Part I Packaging of DNA

Why does DNA need to be packaged?

DNA as a molecule is very long. It needs to fit into a cell / into the nucleus

What is ploidy?

Ploidy refers to how many sets of corresponding (the lecture says identical but on a base to base level there can be differences) chromosomes an organism has

Do bacteria have histones?

No, but they have similarly positively charged proteins, like IHF (Integration host factor)

What are the four histones making up the core particle making up the histone octamer?

H2A, H2B, H3, H4

Are the four histones making up the core completely "hidden" by the DNA?

No there are tails extending from the core, these are often the target of chemical histone modifications

Where does H1 come into play?

As an outer particle, additional packing

How long (in nt) is a stretch of DNA around a nucleosme?

~146b

How can one determine the length of DNA around a nucleosome?

# Tasks to complete
a – According to the notes on DNA packaging, which four histones make up the core of the histone octamer?
b – Continue the notes on DNA packaging from where they stop.

# Record excerpts
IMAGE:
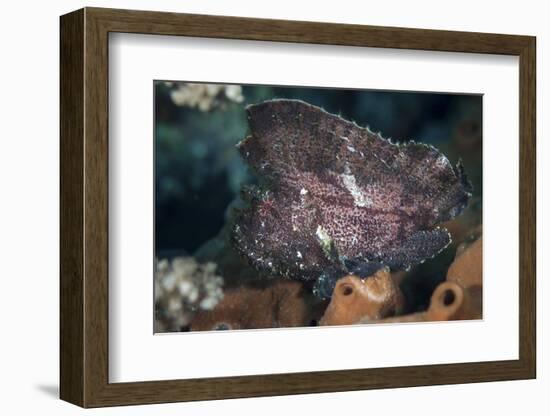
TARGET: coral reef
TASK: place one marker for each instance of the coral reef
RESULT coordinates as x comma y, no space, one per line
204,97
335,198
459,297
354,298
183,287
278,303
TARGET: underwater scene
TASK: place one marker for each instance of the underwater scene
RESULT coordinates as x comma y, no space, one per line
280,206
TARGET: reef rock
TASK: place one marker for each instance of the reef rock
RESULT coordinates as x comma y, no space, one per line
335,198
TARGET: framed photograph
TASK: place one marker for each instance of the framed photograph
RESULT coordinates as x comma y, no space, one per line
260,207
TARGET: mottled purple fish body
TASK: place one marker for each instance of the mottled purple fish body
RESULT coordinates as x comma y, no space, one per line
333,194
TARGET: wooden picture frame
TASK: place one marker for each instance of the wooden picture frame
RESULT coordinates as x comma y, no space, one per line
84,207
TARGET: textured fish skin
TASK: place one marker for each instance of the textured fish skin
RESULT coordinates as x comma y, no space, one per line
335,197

==

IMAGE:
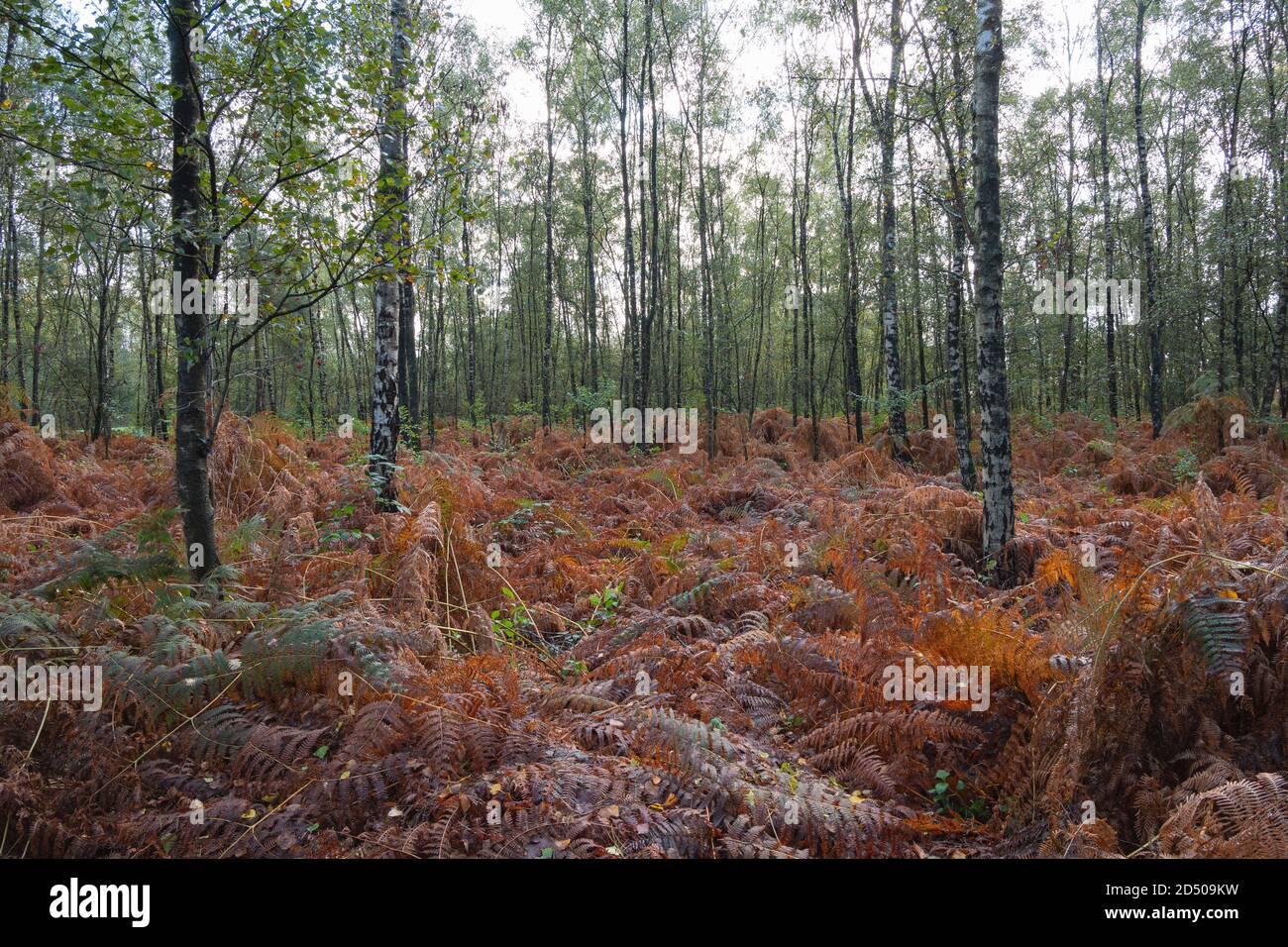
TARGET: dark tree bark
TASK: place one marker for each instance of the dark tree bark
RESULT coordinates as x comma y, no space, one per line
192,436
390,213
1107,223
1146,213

# Your written answers
a – H2A, H2B, H3, and H4.

b –
micrococal DNAase digestion, the nucleosme protects the DNA, then run the fragments on a gel

If you digest chromosomal DNA with micrococal DNA and run them on a gel you get shortish fragments of around 170-200bp but also longer and much longer bands, where are these coming from?

These ae likely due to incomplete digestion

How is DNA that has been wrapped around the histone further packaged?

The 10nm fiber is further packaged into a 30nm fiber requiring the linker histone H1

Sometimes "packed" chromosomal DNA needs to be accessed, how is this problem solved?

By nucleosome remodelling factors. These can change the localization of the nucloesomes with respect to the DNA

Give ONE example of nucleosome remodelling complexes.

1) SWI/SNF: disrupts nucleosome positioning 2) ACF (ISWI family): positions nucleosomes during chromatin assembly

What is hetero and euchromatin. What can you say as a rule of thumb about the transcriptional activity of these two?

Euchromatin is found in less condensed regions, whereas heterochromatin is more condensed and thus stains darker. Generally there is less transcription in heterochromatin.

What histone modifications do you know?

–Acetylation (Ac)

–Ubiquitination (Ub)

–Methylation (Me)

–Phosphorylation (P)

–Sumoylation (Su)

What does HAT stand for?

Histone acetylase.

What does HDAC stand for?

Histone deacetylase.

What does HMT stand for?

Histone methyltransferase

What is H3K27me3 short for and with what is this histone modification associated?

Histone 3 Lysine 27 triple methylated and it is associated with genes.

Which chemical modification of DNA do you know?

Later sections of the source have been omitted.